### What you should do
Repeat every record below exactly as written.

Entries from a point annotation set

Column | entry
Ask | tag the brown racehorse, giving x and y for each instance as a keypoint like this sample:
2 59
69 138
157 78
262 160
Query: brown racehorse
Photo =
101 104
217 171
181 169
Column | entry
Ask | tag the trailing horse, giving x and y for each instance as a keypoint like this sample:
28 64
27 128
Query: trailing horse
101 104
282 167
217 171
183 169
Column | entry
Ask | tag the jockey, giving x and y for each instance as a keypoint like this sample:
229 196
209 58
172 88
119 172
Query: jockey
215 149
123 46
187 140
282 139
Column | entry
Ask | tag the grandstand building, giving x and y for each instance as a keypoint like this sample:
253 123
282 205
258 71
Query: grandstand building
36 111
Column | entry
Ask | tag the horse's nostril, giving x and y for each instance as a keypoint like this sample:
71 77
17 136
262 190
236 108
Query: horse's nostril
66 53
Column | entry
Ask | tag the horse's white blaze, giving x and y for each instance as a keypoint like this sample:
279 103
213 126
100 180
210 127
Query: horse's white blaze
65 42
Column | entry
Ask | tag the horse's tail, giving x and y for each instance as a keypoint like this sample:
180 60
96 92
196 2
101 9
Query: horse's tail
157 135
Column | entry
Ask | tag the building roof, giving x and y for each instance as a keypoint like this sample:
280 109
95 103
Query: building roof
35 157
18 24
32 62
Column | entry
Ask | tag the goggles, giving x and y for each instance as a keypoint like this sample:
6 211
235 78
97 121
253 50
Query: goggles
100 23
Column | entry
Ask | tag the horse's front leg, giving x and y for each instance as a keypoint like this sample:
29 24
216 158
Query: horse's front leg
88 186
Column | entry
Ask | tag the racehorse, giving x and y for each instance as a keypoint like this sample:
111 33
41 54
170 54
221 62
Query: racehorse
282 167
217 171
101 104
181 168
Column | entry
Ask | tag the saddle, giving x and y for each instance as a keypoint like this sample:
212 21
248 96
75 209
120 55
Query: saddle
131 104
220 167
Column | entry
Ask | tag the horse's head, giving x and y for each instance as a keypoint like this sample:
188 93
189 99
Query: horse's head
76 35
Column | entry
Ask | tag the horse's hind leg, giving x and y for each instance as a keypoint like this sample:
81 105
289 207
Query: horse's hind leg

### Written answer
Column | entry
Ask | tag the brown racehorse, giving x and y for each instance as a keypoint like this sample:
2 59
69 138
157 78
262 160
Query: brown racehorse
Photo =
101 104
217 171
181 169
Column | entry
Ask | tag the trailing horse, giving x and y for each instance as a keypoint like this sample:
28 64
27 128
Query: trailing horse
101 104
282 167
217 171
183 169
Column | entry
Ask | tag the jockey, giving x and y for each instance as a keypoint like this sample:
229 196
209 58
172 88
119 172
Query: jockey
215 149
123 46
187 140
282 139
Column | entry
Ask | tag the grandstand building, giving x and y for each instance as a keypoint like this sample:
253 123
282 205
258 71
Query: grandstand building
36 111
Column | entry
Ask | tag the horse's nostril, giving x and y for each instance as a keypoint like this sample:
71 77
17 136
262 190
236 108
Query: horse's nostril
66 53
Column | entry
Ask | tag the horse's white blaze, giving x and y for each instance as a keypoint like this sample:
279 103
213 126
100 180
210 127
Query: horse's white blaze
65 42
Column | entry
Ask | tag the horse's tail, giving x and y for each instance as a keypoint like this sample:
180 60
96 92
196 2
101 9
Query: horse's tail
157 135
Column | entry
Ask | tag the building roof, giving x and y for each instance as a keypoint like this sample:
280 109
95 103
Query: building roof
35 157
18 24
32 62
Column | entry
Ask | tag the goggles, giving x and y for each instance as a keypoint like this sample:
6 211
235 78
97 121
253 50
Query: goggles
100 23
Column | entry
Ask | tag the horse's front leg, giving x and y for each instance as a keypoint like this sample:
29 24
216 158
Query: horse's front leg
88 186
Column | entry
Ask | tag the racehorse, giving x and y for each instance as a keypoint like this sample:
111 33
41 54
170 54
221 62
Query: racehorse
282 167
217 171
101 104
181 168
Column | entry
Ask | tag the saddle, giving x and y for each instance as a keypoint like this sample:
212 21
248 96
75 209
120 55
Query: saddle
131 104
220 167
Column | entry
Ask | tag the horse's head, giving x and y for each instance as a keypoint like this sample:
188 93
189 99
Query: horse's head
76 35
Column | entry
Ask | tag the horse's hind leg, giving x and y for each instance as a keypoint like this sample:
81 105
289 207
Query: horse's hind leg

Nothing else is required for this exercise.